### TASKS TO CARRY OUT
(A) From the Empire Builder trip thread, please extract the passage that opens with the words containing "Surprisingly I booked" and closes with "20 minutes late.".
(B) According to the Empire Builder trip thread, how late did the train reach Portland?

BEGIN SELECTED EXCERPT

# EB Trip



## organman (Mar 21, 2015)

Just completed a very enjoyable trip on #27 from Chicago to Portland departing Chicago on Thursday March 12. Being a Portland destination customer I was in car 2730 with Joe as the attendant. He was excellent checking in several times a day to make sure everything was fine. The combined 7/27 had 10 cars plus baggage. I never got to the front of the train but it looked like we had a diner at the very front of the train deadheading to Seattle.

In the dining car my server was Jim for every meal and he was excellent. I had the french toast and sausage for breafast on day 2 and the lasagna and signature steak for the two diners. The steak was remarkably good as I had dinner with family members at Harry and Izzy's in Indianapolis and frankly this was as good. I was quite surprised.

Due to spring break the train seemed quite full during the various walks through it. There was no wine tasting as others have posted. As a sleeping car customer we did have salads and desserts offered at every meal at no charge. In addition, bottled water was available in my bedroom as well as in the sleeping car area where the coffee was.

Surprisingly I booked this trip just two weeks before leaving and to my pleasant surprise the bedroom fare was less than the roomette. Could not believe it when I saw it. Time keeping was good throughout the trip arriving in Portland only 20 minutes late.

In my business travel I fly over 100,000 miles a year. Since the first of the year I have had a full schedule and wanted to take several days to lay back and get some work done as I felt like working on it. This trip allowed that.

In light of comments made about reduction of services I was concerned about what to expect since it as been a year since I have been on the EB. Having taken the Canadian in 2009 and reporting on the trip here, I was very pleased with the service and quality of food. While it did not equal my experience on the Canadian the fact is this trip was just a fraction of the cost and as a result I thought a very good value.

America needs Amtrak!!


----------



## Bob Dylan (Mar 21, 2015)

Nice trip report, thanks for sharing! Sounds like you got to ride the Hi- Line during a good spell of time keeping and weather for the Empire Builder!!


----------



## oregon pioneer (Mar 21, 2015)

Nice report, thanks! I wonder if the deadheading diner was going to be part of an extra consist at the western end for "protection" as the seasonal delays ramp up.


----------



## TraneMan (Mar 21, 2015)

Thanks for sharing your story, and I am looking forward for my trip coming up next week. Just to relax and recharge.


----------



## bobnjulie (Mar 22, 2015)

Thanks for sharing!


----------



## caravanman (Mar 28, 2015)

Nice report, sounds as if you had a very good trip. It is always pleasing to find things are better than you might have expected!

Ed


----------

END SELECTED EXCERPT
BEGIN PROVIDED RECORDS

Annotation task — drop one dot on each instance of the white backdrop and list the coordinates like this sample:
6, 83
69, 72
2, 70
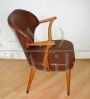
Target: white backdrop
73, 16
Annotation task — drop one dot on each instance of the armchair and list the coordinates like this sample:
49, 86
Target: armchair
53, 54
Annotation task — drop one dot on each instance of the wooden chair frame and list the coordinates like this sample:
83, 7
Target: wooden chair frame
47, 44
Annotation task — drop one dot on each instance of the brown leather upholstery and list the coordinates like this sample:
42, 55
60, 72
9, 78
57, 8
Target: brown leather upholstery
61, 55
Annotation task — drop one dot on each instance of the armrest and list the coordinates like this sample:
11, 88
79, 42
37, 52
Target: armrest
44, 43
49, 19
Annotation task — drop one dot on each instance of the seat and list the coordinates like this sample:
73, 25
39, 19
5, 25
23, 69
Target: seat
51, 55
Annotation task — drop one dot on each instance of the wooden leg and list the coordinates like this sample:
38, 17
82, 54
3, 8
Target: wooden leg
30, 79
68, 74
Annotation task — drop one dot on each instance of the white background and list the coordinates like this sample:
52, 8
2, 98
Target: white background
73, 17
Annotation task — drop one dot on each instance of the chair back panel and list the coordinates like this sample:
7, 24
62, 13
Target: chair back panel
24, 24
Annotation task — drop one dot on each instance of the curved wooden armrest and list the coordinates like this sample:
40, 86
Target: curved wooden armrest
49, 19
50, 26
44, 43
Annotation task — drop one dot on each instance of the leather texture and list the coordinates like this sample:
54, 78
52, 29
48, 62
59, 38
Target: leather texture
61, 55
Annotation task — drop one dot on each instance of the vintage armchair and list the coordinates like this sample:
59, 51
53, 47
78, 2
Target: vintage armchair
51, 55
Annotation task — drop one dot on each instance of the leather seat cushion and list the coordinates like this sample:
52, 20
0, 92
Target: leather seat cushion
61, 56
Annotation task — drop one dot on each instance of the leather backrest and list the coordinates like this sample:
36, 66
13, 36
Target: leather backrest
23, 23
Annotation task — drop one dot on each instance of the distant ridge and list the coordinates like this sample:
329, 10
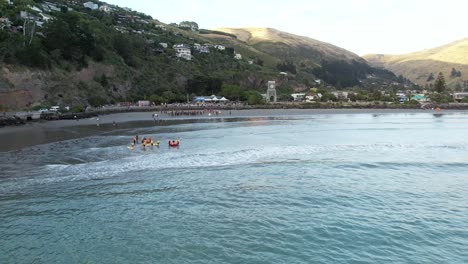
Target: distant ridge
417, 66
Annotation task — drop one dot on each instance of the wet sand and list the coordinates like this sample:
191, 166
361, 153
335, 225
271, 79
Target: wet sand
41, 132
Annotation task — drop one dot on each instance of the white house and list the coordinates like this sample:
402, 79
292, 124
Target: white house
460, 96
298, 97
48, 6
220, 47
91, 5
341, 95
183, 51
105, 8
201, 48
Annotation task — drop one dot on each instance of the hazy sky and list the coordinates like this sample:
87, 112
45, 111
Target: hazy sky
361, 26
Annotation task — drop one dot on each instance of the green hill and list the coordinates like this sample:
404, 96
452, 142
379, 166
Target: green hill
63, 53
449, 59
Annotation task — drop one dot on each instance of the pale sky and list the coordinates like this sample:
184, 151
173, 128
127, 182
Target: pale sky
360, 26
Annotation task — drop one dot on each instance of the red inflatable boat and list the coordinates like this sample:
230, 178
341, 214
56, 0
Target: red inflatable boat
173, 143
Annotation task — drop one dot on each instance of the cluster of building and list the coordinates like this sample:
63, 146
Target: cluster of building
184, 50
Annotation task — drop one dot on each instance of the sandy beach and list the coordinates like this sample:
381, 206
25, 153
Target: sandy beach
41, 132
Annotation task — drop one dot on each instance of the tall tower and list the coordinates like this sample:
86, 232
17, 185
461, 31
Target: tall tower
271, 92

END PROVIDED RECORDS

### RESULTS FOR THE EXERCISE
(A)
Surprisingly I booked this trip just two weeks before leaving and to my pleasant surprise the bedroom fare was less than the roomette. Could not believe it when I saw it. Time keeping was good throughout the trip arriving in Portland only 20 minutes late.

(B) Only 20 minutes late.